(出典文書):

↓↓↓

人生を劇場にしない

ヴァイオリン経験皆無の親が、迷走しながら長女を導く軌跡

一音へのこだわりを持つということ

実は長女、この夏から秋にかけて、ふたつのコンクールを受けることになっています。いろんな手違いや期待や誤解の産物なのですが、出ると決めたからには全力でがんばりたいところ。というわけで、本番がもうすぐ直前に迫っているため、家族も全員がそこに向けて集中していきます。

 

特に今回私が彼女に求めたのは、「一音へのこだわり」。

 

長女さんはテクニックを使いこなせば曲になると思っている節がありまして。難しいところに入る直前の、一番簡単な音を捨てる癖があります。そここそを大事にするようにと、特に口すっぱくして伝えてみました。

 

漫然と弾いているときには、

 

「ほんとうにその音? ほんとうにそのヴィブラート? あなたの理想の音楽はほんとうにそれ? 別の方法を試して、なんどもなんどもいい弾き方を探して!」

↑↑↑

(データ行):
↓↓↓

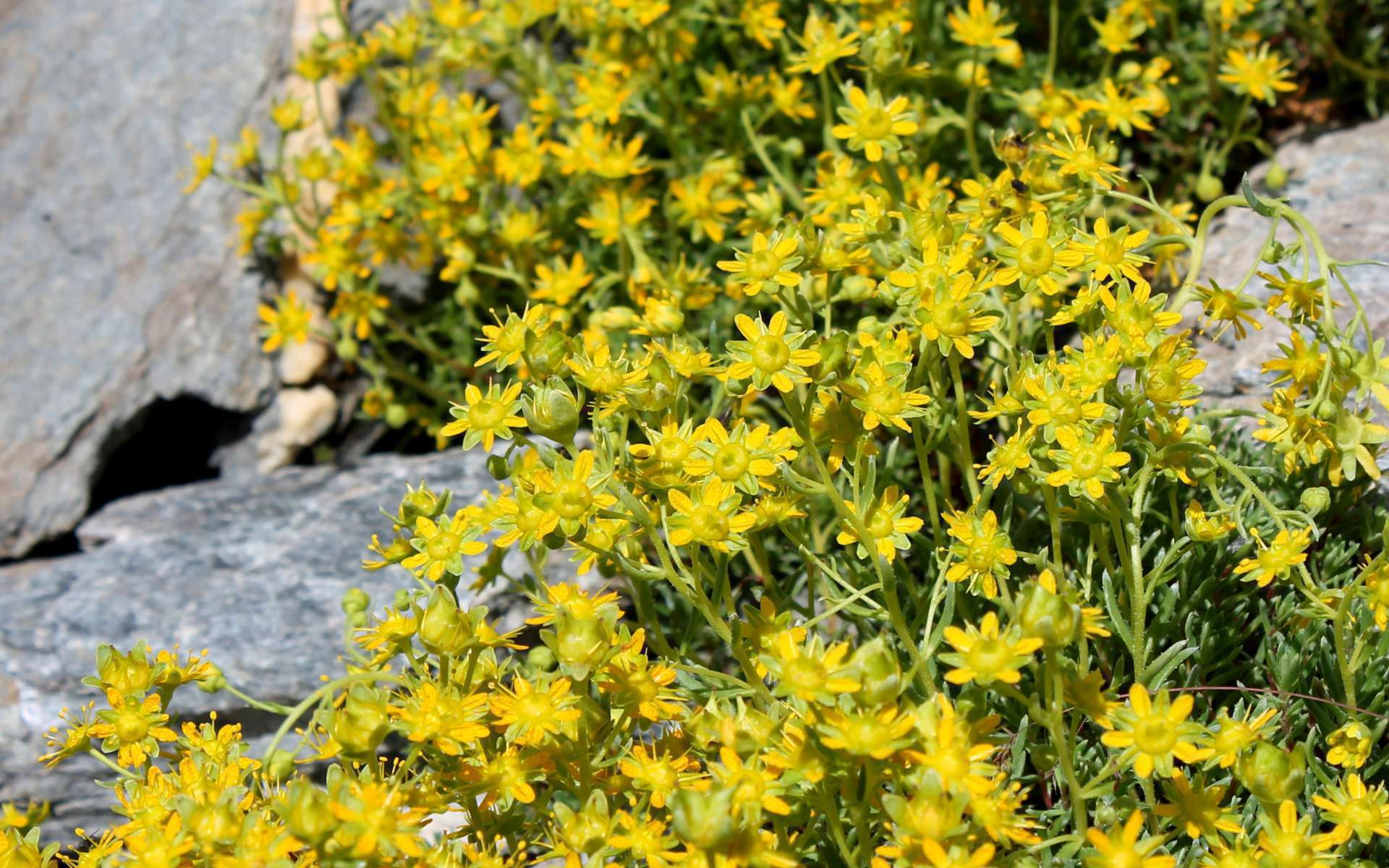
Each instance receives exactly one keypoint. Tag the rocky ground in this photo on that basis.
(129, 363)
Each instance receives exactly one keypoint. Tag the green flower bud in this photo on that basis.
(552, 412)
(540, 659)
(445, 628)
(128, 674)
(467, 294)
(398, 416)
(279, 765)
(579, 643)
(880, 671)
(213, 824)
(362, 724)
(1273, 775)
(498, 467)
(1048, 617)
(833, 354)
(306, 813)
(1209, 188)
(356, 600)
(1314, 501)
(705, 820)
(216, 682)
(545, 354)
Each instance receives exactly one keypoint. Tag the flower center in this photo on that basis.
(442, 546)
(874, 124)
(731, 461)
(486, 414)
(951, 318)
(885, 400)
(1155, 735)
(762, 264)
(1035, 258)
(573, 499)
(709, 525)
(770, 353)
(1109, 250)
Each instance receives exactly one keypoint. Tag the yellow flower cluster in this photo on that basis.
(871, 480)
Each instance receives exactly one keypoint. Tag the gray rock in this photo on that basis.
(1339, 181)
(252, 571)
(116, 289)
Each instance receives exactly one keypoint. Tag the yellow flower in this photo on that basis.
(1087, 460)
(885, 525)
(532, 714)
(951, 315)
(1110, 256)
(809, 671)
(713, 521)
(203, 166)
(770, 356)
(132, 728)
(1121, 111)
(884, 398)
(982, 553)
(441, 546)
(286, 323)
(1277, 558)
(984, 656)
(1150, 735)
(770, 260)
(1008, 457)
(1359, 812)
(1038, 256)
(1120, 848)
(485, 417)
(823, 45)
(1256, 74)
(1233, 736)
(561, 282)
(981, 25)
(1198, 807)
(1292, 842)
(762, 21)
(1349, 746)
(872, 127)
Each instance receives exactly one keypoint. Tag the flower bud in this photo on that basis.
(214, 682)
(579, 642)
(545, 354)
(833, 354)
(1273, 775)
(356, 602)
(1314, 501)
(705, 820)
(880, 671)
(498, 467)
(360, 726)
(552, 412)
(213, 824)
(279, 765)
(1048, 617)
(306, 813)
(445, 629)
(128, 674)
(1209, 188)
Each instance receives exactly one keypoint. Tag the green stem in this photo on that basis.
(963, 428)
(972, 106)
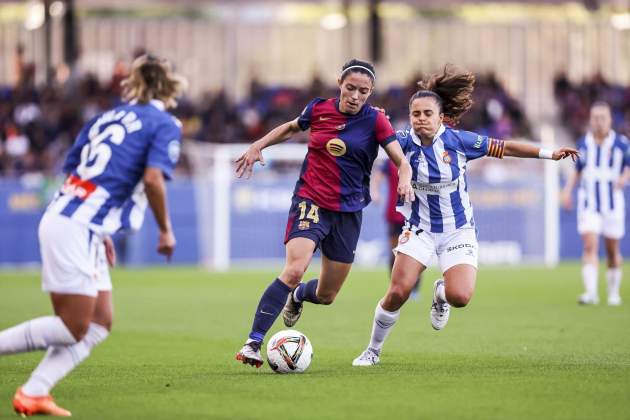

↑↑↑

(小問 1): エントリのうち、「flower in this photo on that basis.」を含む行で始まりエントリの末尾で終わる範囲を、両端を含めてそのまま書き写してください。画像は省いてください。
(小問 2): 長女へのヴァイオリン指導をつづった文章を、途切れている箇所の続きから書き継いでください。

(解答 1):
Each instance receives exactly one keypoint. Tag the yellow flower in this photo on that basis.
(1087, 460)
(885, 525)
(532, 714)
(951, 315)
(1110, 256)
(809, 671)
(713, 521)
(203, 166)
(770, 356)
(132, 728)
(1121, 111)
(884, 398)
(982, 553)
(441, 546)
(286, 323)
(1277, 558)
(984, 656)
(1150, 735)
(770, 260)
(1008, 457)
(1359, 812)
(1038, 256)
(1120, 848)
(485, 417)
(823, 45)
(1256, 74)
(1233, 736)
(561, 282)
(981, 25)
(1198, 807)
(1292, 842)
(762, 21)
(1349, 746)
(872, 127)
Each instance receives exactly one keypoint. Tag the flower bud in this photo on that basis.
(214, 682)
(579, 642)
(545, 354)
(833, 354)
(1273, 775)
(356, 602)
(1314, 501)
(705, 820)
(880, 671)
(498, 467)
(360, 726)
(552, 412)
(213, 824)
(279, 765)
(1048, 617)
(306, 813)
(445, 629)
(128, 674)
(1209, 188)
Each instance receives exactly one keypoint. Tag the green stem in this photo on that basis.
(963, 428)
(972, 106)

(解答 2):
 

と言い続けました。長女はおちゃらけながらやり過ごそうとしますが、それは長時間をこなせば練習したと思っているから。なんとも志の低いことです。これからは量より質。そしてそのうち、量も質も、に変化していかなければならない。ここは長女、ふんばりどきだよ?

 

しつこくしつこく一音ずつを指摘していくと、自分でも思い通りの演奏ができないことに悔しさを感じたのか、目に涙がにじんできます。なんどもなんども私たちに音程のズレを指摘されますが、それでも自分で気づけない。気づけない自分が腹立たしくもなる。そんな苦難の道です。

 

毎度毎度、演奏の内容が違うのも考え物です。これは、と気づいたことがありました。

 

「弾きながら考えちゃダメ。考え抜いてから弾いて」

 

頭の中で設計図を作り、それに沿って弾く。それをしないと、弾くたびに違う内容になってしまい、どれがよかったのかがわからなくなってしまう。クライスラーの『前奏曲とアレグロ』のときも散々この練習をしたのに、また忘れてしまっている。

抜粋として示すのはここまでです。